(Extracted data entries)
+ + + +
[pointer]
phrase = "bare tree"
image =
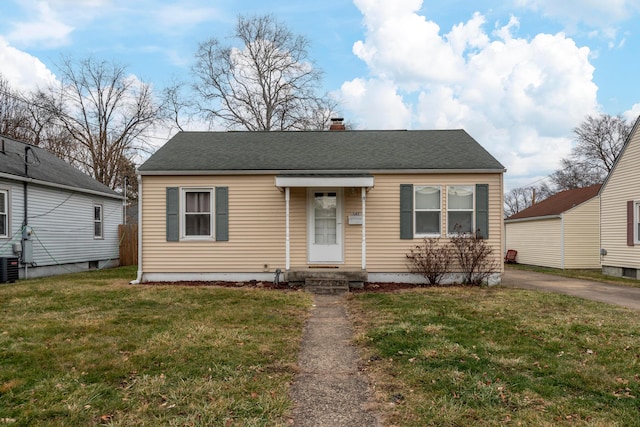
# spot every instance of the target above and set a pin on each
(105, 113)
(599, 141)
(14, 114)
(576, 174)
(267, 83)
(521, 198)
+ + + +
WHAT YOU NEED TO DO
Could the lines above be copied out exactly, with no image carried over?

EXERCISE RESPONSE
[pointer]
phrase = "bare tree"
image =
# spot every instance of the target above and set a pin on each
(105, 113)
(599, 141)
(14, 114)
(576, 174)
(267, 83)
(521, 198)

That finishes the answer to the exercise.